> _Given text_:
* * * *

The Brady Bill and an assault weapon ban are finally law. Congress may add a few frills like fee hikes for federally licensed gun dealers and tax hikes on ammunition. But the killing in our core cities, especially the killing of young black men by other young black men, will continue almost as if nothing has happened.
Yet something must surely be done. Youth gun homicide has risen sharply since the mid-1980s. It is now higher for teenagers than for the general population, and far higher for black teenage males: in 1990, roughly 100 killed for every 100,000 between the ages of 15 and 19 (versus 9.7 for every 100,000 white males in the same age group). The gun homicide rate conceals a mass of nonfatal woundings--some 5.7 for every death. And the problem is getting worse, not better.
The reality on the street is even starker. A 1993 national poll by LH Research found that 30 percent of black adults know a child who was wounded or killed by another child with a gun. Drive through Washington, D.C., within rifleshot of the White House, and look at all the young black men with canes--they weren't maimed playing football. In Cabrini Green, one of Chicago's appalling high-rise housing projects, I have talked with mothers who will not let children out of their apartments except to escort them to and from school. In these communities many children do not talk about "when" they will grow up; they talk about "if." Tulane University researchers Joseph Sheley and James Wright recently surveyed high school students in four troubled minority communities--more than a third carried guns at least occasionally (One student, asked what caliber gun he owned, pulled it out of his clothes to check.) Research by Carolyn and Richard Block suggests that nearly all of Chicago's recent increase in gang-related killing is attributable to bigger, better handguns.
CLOSE THE MARKET
Can we do anything to keep guns out of kids' hands? Tighter gun control alone will not work. In most cities with serious juvenile gun problems, the purchase and possession of handguns by juveniles are already illegal. The shootings and deaths have increased just the same. Forty-one percent of Sheley and Wright's students said obtaining guns was "no trouble at all," and they paid well below retail prices for the guns they bought on the street. Increasing penalties for violating gun laws won't help much either. The effectiveness of such laws depends on the commitment of police, prosecutors, and the courts, as well as the availability of prison space to back them up. The first is difficult to obtain (police, prosecutors, and courts tend to adjust their actions to the nuances of each case); the second, prison space, is in increasingly short supply And many juvenile gun offenders think and care little about even severe punishment.
A better target for our efforts would be the black market in guns, which so far has received little serious attention. Federal gun legislation mainly affects new weapons sold by federally licensed dealers. The laws do not reach many older guns, nor small-scale private dealers, and they do not create the recordkeeping and transfer protocols required to monitor and control the movement of guns. Measures to correct these deficiencies are from time to time proposed in Congress, where they die. Gun and anti-gun activists conclude, alternatively, that there is no point in attempting to control firearms, or that there is little point to anything short of outright bans. This logjam is unlikely to be broken anytime soon.

* * * *

> _Stored data_:
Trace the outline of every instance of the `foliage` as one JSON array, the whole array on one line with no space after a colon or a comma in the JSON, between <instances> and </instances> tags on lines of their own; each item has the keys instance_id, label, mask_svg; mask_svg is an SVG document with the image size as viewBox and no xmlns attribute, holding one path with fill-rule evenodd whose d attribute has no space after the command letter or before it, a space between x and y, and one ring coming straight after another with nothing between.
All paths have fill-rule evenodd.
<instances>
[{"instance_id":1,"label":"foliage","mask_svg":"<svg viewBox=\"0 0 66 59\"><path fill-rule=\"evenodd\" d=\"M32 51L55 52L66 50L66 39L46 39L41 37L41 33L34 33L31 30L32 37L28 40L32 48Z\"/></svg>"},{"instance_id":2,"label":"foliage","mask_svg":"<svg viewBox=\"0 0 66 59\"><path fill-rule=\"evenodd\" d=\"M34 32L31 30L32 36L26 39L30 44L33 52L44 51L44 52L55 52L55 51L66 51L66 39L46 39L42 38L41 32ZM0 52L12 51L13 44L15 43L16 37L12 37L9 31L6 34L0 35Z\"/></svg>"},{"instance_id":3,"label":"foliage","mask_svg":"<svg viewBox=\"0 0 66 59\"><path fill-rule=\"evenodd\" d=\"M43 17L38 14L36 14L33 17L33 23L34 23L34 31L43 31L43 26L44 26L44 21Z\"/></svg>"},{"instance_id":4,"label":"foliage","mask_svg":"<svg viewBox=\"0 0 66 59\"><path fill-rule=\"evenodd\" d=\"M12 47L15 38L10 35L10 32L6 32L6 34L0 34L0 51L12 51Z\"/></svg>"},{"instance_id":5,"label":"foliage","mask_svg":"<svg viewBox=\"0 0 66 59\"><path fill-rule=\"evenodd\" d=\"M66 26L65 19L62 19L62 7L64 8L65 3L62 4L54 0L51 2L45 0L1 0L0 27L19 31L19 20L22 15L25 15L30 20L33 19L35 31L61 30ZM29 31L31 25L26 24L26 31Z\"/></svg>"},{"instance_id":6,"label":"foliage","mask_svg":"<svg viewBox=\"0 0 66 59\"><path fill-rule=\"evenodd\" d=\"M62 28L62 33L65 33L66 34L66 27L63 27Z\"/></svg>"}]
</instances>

* * * *

> _What to work on_:
(a) In the essay on youth gun violence, what share of black adults know a child who was wounded or killed by another child with a gun, according to the 1993 poll?
(b) Quote everything in the essay on youth gun violence from "The Brady Bill" down to "worse, not better.".
The rows have no connection to the essay on youth gun violence.

> _Per-task answers_:
(a) 30 percent

(b)
The Brady Bill and an assault weapon ban are finally law. Congress may add a few frills like fee hikes for federally licensed gun dealers and tax hikes on ammunition. But the killing in our core cities, especially the killing of young black men by other young black men, will continue almost as if nothing has happened.
Yet something must surely be done. Youth gun homicide has risen sharply since the mid-1980s. It is now higher for teenagers than for the general population, and far higher for black teenage males: in 1990, roughly 100 killed for every 100,000 between the ages of 15 and 19 (versus 9.7 for every 100,000 white males in the same age group). The gun homicide rate conceals a mass of nonfatal woundings--some 5.7 for every death. And the problem is getting worse, not better.